§ Problem requirements: Please return every line below that contains the string "window".

BEGIN Data records

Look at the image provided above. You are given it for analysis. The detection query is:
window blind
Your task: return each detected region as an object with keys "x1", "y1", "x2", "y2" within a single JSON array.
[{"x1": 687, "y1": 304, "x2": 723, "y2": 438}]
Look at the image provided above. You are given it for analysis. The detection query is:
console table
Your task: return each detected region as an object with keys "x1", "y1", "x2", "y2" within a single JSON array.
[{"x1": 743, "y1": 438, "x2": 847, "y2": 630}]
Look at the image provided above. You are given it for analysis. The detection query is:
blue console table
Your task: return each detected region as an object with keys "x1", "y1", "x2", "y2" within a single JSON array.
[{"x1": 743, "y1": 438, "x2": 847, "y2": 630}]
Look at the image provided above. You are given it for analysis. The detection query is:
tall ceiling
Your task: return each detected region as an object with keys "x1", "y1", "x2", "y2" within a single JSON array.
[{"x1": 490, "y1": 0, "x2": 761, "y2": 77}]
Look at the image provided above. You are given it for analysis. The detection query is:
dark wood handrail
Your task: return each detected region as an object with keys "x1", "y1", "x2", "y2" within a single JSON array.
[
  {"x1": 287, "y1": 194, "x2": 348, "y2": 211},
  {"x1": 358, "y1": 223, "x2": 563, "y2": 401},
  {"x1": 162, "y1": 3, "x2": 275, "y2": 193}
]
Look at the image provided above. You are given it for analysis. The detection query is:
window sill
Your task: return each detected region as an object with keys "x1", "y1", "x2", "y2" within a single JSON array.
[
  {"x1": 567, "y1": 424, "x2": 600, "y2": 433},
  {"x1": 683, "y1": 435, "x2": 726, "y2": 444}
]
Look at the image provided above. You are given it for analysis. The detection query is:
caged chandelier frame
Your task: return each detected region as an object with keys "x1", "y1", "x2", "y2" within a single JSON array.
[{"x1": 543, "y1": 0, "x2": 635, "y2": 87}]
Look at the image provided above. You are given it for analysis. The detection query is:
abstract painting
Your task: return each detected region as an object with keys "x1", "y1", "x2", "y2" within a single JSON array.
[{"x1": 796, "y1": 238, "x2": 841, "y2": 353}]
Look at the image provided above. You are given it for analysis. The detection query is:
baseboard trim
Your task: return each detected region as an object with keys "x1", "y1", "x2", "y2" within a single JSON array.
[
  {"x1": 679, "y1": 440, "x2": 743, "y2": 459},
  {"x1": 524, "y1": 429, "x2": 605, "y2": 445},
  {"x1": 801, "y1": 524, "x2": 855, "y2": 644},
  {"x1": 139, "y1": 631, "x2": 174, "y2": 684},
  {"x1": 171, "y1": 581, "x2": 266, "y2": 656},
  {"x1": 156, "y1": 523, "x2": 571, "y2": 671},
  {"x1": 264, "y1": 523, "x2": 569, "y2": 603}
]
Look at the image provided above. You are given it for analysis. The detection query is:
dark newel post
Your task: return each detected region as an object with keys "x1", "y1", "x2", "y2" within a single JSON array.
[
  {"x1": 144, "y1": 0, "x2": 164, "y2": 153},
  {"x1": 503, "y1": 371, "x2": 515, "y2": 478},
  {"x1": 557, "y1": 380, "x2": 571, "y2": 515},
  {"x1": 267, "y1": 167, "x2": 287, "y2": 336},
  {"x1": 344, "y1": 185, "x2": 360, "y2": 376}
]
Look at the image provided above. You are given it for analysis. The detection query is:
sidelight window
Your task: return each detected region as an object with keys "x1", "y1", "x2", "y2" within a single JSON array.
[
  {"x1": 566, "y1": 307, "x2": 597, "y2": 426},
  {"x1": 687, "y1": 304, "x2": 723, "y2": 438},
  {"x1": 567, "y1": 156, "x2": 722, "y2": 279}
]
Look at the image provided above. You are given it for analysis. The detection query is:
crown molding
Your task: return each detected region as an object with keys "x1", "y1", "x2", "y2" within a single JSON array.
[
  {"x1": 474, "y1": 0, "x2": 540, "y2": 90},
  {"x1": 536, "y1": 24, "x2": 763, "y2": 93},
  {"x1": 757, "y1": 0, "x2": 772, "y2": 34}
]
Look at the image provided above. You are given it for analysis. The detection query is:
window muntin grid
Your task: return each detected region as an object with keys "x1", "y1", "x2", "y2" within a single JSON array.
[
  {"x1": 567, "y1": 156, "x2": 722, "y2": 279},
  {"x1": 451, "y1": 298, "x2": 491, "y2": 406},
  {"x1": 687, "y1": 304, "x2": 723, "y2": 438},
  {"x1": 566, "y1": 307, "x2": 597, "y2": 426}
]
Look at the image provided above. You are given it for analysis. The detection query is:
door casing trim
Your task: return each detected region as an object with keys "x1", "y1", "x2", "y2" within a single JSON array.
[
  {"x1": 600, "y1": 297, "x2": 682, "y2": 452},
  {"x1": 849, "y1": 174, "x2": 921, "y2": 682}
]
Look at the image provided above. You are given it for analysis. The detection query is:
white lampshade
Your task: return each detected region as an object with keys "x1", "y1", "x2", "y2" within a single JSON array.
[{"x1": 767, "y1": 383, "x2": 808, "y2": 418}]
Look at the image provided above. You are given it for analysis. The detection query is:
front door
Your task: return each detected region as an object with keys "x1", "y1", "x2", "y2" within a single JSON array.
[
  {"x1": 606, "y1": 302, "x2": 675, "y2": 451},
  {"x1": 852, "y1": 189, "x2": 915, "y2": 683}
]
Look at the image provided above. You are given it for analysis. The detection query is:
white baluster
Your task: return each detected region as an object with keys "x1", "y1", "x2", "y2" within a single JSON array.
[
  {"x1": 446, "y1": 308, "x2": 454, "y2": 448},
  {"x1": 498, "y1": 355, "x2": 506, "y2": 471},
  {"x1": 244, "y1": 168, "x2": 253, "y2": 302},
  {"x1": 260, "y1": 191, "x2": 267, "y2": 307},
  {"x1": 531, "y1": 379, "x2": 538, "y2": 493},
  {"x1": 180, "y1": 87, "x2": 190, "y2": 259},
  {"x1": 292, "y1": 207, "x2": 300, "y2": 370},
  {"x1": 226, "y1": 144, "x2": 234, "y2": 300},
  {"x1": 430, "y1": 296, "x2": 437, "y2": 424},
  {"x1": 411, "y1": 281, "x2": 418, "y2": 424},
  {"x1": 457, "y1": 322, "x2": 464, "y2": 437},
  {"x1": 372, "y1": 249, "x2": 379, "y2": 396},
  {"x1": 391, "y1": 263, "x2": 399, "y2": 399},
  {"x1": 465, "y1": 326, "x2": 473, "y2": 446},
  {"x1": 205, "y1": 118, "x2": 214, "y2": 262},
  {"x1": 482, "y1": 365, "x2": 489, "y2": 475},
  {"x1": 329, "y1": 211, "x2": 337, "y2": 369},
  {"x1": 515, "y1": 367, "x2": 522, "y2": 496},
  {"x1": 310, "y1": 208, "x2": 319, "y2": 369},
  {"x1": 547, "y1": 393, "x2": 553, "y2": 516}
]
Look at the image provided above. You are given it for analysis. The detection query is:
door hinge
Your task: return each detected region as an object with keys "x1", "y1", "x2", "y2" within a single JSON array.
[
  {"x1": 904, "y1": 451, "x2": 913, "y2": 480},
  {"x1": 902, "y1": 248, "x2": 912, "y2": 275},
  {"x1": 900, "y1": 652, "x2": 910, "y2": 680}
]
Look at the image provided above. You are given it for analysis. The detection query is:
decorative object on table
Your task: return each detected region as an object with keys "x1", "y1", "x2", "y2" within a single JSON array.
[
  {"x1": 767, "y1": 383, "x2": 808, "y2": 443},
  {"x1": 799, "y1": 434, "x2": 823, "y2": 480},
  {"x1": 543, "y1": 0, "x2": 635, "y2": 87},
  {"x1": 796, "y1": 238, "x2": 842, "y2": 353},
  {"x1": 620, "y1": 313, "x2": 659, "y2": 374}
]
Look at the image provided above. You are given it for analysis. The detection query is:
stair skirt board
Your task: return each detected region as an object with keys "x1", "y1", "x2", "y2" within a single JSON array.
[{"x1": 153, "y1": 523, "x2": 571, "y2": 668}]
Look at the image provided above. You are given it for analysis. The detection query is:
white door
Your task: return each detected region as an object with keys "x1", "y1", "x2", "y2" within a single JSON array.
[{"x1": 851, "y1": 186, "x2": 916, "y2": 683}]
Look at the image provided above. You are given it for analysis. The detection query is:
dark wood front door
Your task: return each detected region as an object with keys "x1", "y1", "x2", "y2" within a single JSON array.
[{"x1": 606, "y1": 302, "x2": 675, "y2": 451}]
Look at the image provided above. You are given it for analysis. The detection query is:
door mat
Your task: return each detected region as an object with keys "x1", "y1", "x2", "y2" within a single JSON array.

END Data records

§ Written answer:
window blind
window sill
sidelight window
window muntin grid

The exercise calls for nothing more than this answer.